Reproduce the material below, substituting "line segments" for each occurrence of "straight edges" and keeping every other character the same.

Dataset items:
###
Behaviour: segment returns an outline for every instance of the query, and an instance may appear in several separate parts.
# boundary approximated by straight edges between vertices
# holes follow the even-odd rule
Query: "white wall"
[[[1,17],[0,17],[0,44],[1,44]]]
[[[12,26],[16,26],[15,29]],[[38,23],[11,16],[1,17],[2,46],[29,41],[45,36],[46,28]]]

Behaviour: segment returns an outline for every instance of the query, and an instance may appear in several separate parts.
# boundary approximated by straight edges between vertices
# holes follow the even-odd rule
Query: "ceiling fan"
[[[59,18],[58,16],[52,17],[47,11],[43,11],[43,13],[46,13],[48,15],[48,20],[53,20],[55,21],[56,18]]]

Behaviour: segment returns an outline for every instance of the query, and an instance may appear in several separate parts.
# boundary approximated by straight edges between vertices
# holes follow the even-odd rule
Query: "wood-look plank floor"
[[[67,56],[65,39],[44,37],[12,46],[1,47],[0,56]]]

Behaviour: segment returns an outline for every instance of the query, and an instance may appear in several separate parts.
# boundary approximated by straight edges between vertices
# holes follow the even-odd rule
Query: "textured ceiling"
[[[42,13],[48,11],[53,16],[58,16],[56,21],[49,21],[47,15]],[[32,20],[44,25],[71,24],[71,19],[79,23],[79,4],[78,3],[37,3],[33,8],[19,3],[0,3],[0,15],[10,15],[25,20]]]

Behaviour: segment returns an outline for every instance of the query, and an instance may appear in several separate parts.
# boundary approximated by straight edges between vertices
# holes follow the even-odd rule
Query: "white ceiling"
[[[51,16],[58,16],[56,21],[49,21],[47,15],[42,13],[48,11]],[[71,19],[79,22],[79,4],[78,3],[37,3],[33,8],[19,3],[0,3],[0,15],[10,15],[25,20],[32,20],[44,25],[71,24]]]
###
*Full answer*:
Behaviour: segment returns an outline for every instance of the query, and an instance may appear in several separate parts.
# boundary approximated by line segments between vertices
# holes follow the even-odd rule
Query: "white wall"
[[[1,17],[0,17],[0,44],[1,44]]]
[[[12,26],[16,26],[15,29]],[[38,23],[11,16],[1,17],[2,46],[29,41],[45,36],[46,28]]]

Behaviour: segment returns an outline for every instance of the query, and an instance may appear in several separate parts.
# boundary approximated by line segments between vertices
# holes follow the even-odd rule
Query: "ceiling fan"
[[[59,18],[58,16],[52,17],[47,11],[43,11],[43,13],[46,13],[48,15],[48,20],[53,20],[55,21],[56,18]]]

Behaviour: segment returns an outline for every instance of the query, and an instance may appear in several separate parts.
# boundary approximated by line segments between vertices
# holes follow the even-odd rule
Query: "wood-look plank floor"
[[[67,56],[65,39],[44,37],[12,46],[1,47],[0,56]]]

Behaviour: segment returns an outline for every instance of the query, and an instance may appear in several separate parts.
# boundary approximated by line segments between vertices
# holes follow the even-odd rule
Query: "textured ceiling"
[[[42,13],[48,11],[53,16],[58,16],[56,21],[49,21],[47,15]],[[32,20],[44,25],[71,24],[71,19],[79,23],[79,4],[78,3],[37,3],[33,8],[19,3],[0,3],[0,15],[10,15],[25,20]]]

Behaviour: segment returns an outline for every instance of the query, and an instance may appear in several separate parts.
# boundary approximated by line segments between vertices
# holes follow the even-odd rule
Query: "white ceiling"
[[[51,16],[58,16],[56,21],[49,21],[47,15],[42,13],[48,11]],[[71,19],[79,22],[79,4],[78,3],[37,3],[33,8],[19,3],[0,3],[0,15],[10,15],[25,20],[32,20],[44,25],[71,24]]]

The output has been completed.